== RECORDS SUPPLIED
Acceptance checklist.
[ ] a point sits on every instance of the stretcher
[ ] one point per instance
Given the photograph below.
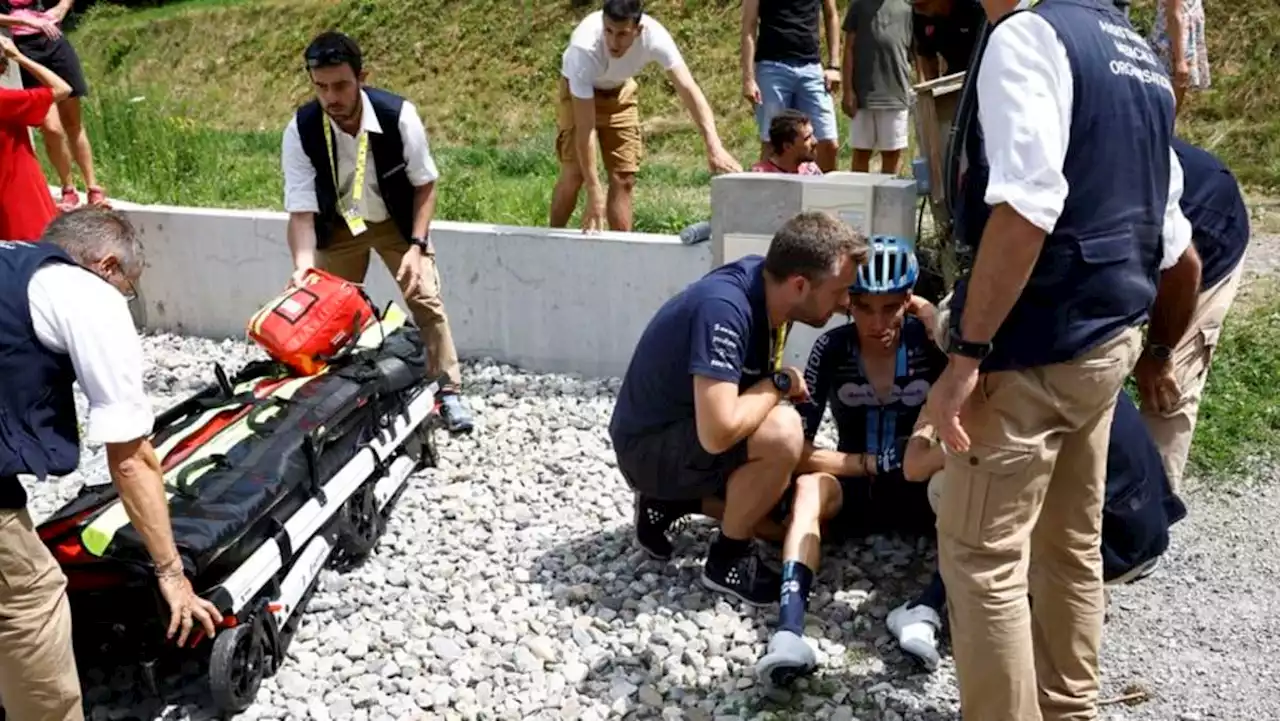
(270, 478)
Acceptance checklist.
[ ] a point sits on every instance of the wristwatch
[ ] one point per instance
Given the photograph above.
(782, 382)
(968, 348)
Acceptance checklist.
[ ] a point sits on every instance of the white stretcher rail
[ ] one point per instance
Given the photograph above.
(246, 582)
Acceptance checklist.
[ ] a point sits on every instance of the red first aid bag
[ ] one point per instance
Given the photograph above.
(307, 327)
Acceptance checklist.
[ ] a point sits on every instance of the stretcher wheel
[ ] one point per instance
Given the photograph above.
(360, 525)
(237, 667)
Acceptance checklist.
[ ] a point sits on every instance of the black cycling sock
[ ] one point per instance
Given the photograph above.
(935, 596)
(726, 550)
(796, 579)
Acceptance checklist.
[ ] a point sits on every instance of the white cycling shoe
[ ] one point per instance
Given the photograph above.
(917, 631)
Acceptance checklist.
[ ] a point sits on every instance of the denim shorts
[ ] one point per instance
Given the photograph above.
(800, 87)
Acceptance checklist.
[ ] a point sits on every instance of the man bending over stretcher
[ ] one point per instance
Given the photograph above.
(876, 373)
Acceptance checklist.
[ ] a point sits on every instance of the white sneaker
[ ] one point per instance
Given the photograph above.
(917, 631)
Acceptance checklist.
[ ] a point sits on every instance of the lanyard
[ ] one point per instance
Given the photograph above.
(357, 188)
(780, 343)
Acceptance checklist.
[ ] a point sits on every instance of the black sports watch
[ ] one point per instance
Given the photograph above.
(968, 348)
(782, 382)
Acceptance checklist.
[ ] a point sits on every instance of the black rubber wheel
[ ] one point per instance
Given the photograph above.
(360, 524)
(236, 667)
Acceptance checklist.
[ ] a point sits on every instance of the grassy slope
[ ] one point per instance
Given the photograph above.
(220, 78)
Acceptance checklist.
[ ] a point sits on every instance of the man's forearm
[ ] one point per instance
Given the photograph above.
(302, 238)
(700, 112)
(140, 482)
(46, 77)
(1175, 301)
(835, 462)
(424, 208)
(1006, 256)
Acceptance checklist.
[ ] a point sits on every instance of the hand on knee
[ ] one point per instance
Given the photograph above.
(780, 439)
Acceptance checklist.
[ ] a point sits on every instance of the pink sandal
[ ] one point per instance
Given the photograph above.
(97, 196)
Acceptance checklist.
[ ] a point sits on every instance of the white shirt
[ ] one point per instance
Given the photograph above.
(588, 64)
(78, 314)
(1024, 104)
(300, 174)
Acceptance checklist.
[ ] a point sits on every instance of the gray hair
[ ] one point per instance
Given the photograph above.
(91, 233)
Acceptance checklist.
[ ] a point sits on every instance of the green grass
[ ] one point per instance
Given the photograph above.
(222, 77)
(147, 149)
(1240, 413)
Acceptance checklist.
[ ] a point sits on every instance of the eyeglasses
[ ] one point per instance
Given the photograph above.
(327, 56)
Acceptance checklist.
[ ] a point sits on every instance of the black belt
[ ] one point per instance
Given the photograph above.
(13, 496)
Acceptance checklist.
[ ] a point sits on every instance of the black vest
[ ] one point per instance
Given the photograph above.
(388, 149)
(39, 432)
(1098, 269)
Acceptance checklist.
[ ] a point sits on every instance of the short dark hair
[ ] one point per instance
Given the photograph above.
(330, 49)
(785, 128)
(810, 245)
(624, 10)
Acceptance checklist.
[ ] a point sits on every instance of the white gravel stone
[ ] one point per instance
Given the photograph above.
(507, 587)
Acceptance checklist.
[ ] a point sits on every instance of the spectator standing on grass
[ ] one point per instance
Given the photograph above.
(39, 35)
(782, 68)
(1178, 35)
(359, 177)
(877, 81)
(64, 319)
(26, 206)
(945, 35)
(791, 146)
(699, 425)
(598, 100)
(1070, 204)
(1220, 232)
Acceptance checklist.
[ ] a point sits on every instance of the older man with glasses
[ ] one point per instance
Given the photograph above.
(65, 320)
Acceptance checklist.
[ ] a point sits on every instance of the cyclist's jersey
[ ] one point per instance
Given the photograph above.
(835, 375)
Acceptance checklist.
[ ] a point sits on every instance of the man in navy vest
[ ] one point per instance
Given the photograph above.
(1220, 232)
(359, 176)
(64, 318)
(699, 427)
(1070, 201)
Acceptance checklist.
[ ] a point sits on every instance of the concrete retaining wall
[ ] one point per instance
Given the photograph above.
(540, 299)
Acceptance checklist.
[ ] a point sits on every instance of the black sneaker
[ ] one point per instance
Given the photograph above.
(745, 578)
(653, 519)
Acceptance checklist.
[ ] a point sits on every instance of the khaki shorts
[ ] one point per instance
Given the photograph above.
(617, 126)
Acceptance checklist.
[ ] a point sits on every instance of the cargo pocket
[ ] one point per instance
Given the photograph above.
(987, 494)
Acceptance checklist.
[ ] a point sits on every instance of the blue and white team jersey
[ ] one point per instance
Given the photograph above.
(835, 375)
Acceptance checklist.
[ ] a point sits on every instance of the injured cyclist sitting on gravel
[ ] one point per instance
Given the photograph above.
(876, 374)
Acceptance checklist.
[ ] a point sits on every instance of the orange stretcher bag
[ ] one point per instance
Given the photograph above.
(310, 325)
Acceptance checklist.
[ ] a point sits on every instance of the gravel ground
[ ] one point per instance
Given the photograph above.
(507, 587)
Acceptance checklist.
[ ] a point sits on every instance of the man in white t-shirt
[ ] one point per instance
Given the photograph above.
(64, 316)
(598, 96)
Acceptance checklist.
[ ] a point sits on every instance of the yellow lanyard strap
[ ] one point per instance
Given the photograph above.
(357, 188)
(780, 343)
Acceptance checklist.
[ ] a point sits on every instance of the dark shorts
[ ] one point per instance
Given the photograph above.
(671, 465)
(58, 55)
(885, 506)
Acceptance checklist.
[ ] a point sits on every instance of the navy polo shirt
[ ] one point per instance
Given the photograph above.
(717, 327)
(1215, 208)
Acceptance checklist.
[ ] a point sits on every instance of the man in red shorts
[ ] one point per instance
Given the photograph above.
(26, 205)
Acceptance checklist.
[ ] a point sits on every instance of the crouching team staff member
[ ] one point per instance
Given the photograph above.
(64, 318)
(1220, 232)
(698, 425)
(359, 176)
(1070, 188)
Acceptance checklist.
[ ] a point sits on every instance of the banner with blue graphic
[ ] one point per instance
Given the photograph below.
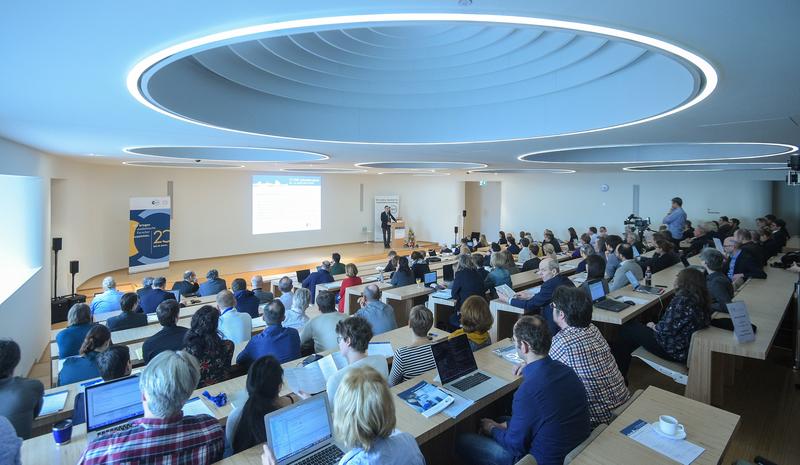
(149, 233)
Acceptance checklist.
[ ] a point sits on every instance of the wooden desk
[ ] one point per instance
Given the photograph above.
(706, 426)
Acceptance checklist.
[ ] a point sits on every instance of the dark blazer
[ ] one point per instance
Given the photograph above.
(247, 302)
(720, 289)
(467, 283)
(126, 320)
(149, 300)
(212, 287)
(169, 338)
(187, 289)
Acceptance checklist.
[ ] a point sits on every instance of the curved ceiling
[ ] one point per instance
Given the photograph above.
(242, 154)
(659, 153)
(421, 79)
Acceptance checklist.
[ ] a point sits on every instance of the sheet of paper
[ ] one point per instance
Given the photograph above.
(381, 348)
(54, 402)
(680, 450)
(195, 406)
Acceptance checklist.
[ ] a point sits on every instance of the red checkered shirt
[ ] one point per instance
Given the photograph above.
(587, 352)
(179, 440)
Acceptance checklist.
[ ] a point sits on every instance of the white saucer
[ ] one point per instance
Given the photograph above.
(678, 434)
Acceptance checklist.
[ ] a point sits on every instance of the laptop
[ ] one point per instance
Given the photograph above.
(447, 273)
(302, 275)
(637, 286)
(303, 433)
(597, 292)
(459, 372)
(112, 406)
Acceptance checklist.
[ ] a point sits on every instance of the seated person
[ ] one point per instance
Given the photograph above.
(580, 346)
(69, 339)
(164, 435)
(128, 318)
(476, 320)
(149, 300)
(246, 301)
(321, 276)
(403, 276)
(550, 413)
(276, 340)
(203, 341)
(337, 267)
(245, 426)
(538, 303)
(264, 297)
(234, 325)
(188, 287)
(84, 365)
(624, 255)
(720, 288)
(417, 358)
(213, 285)
(108, 301)
(170, 337)
(379, 315)
(354, 334)
(20, 398)
(321, 330)
(689, 311)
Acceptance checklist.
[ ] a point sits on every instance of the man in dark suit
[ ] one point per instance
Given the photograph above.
(386, 217)
(534, 302)
(246, 301)
(213, 285)
(150, 300)
(188, 286)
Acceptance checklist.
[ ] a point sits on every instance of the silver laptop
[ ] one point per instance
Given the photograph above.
(459, 372)
(112, 406)
(303, 433)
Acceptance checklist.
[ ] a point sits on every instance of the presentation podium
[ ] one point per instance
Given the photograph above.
(399, 234)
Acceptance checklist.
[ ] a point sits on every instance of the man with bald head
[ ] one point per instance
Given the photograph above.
(379, 315)
(537, 301)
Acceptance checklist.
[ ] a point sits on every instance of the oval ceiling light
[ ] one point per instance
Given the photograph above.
(522, 171)
(181, 164)
(421, 78)
(689, 167)
(222, 153)
(659, 153)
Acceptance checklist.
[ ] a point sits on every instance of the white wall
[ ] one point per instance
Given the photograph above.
(536, 202)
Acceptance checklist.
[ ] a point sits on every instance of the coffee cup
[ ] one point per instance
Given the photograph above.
(62, 432)
(669, 425)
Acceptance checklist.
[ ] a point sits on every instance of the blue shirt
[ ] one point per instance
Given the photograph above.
(108, 301)
(675, 221)
(282, 343)
(550, 414)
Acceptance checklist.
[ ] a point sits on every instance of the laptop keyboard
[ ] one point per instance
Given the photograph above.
(327, 456)
(470, 381)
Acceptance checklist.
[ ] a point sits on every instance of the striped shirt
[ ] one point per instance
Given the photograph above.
(587, 352)
(192, 440)
(409, 362)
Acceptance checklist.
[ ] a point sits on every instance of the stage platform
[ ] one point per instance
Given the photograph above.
(247, 265)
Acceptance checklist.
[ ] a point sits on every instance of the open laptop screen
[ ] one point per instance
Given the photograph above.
(453, 358)
(113, 402)
(299, 428)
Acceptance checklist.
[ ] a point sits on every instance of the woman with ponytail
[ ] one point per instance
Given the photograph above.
(245, 427)
(84, 366)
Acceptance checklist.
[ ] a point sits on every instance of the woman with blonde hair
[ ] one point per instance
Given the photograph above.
(364, 422)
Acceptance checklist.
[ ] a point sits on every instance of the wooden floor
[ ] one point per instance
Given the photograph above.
(247, 265)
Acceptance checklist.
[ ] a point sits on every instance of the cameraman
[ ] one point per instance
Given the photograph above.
(674, 220)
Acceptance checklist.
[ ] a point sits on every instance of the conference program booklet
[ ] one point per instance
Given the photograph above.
(426, 398)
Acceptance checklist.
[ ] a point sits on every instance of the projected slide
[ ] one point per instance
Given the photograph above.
(286, 203)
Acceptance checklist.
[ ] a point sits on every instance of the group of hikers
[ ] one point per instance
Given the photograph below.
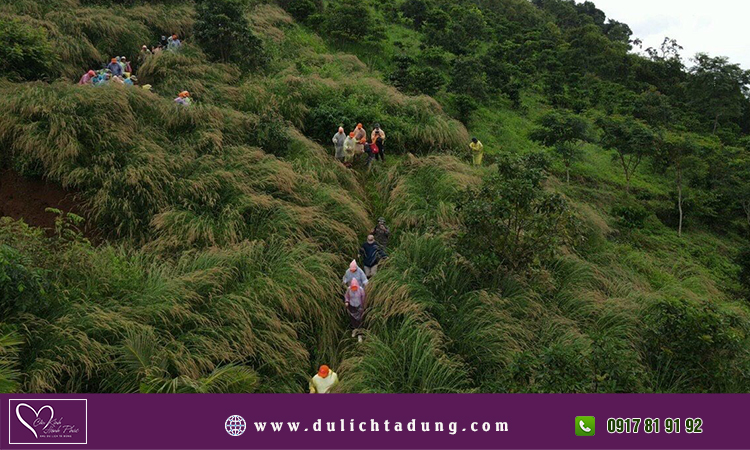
(355, 280)
(348, 147)
(356, 143)
(120, 70)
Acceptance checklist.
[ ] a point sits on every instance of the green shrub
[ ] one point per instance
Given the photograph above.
(510, 220)
(302, 9)
(25, 52)
(224, 33)
(351, 21)
(699, 343)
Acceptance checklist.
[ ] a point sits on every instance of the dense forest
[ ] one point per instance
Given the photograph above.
(601, 247)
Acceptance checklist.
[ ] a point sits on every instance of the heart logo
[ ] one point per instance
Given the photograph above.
(36, 413)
====
WORK TO COMPLETE: Respond with the count of lines above holding the string "wooden", and leave out everything else.

RESPONSE TO THIS TASK: 2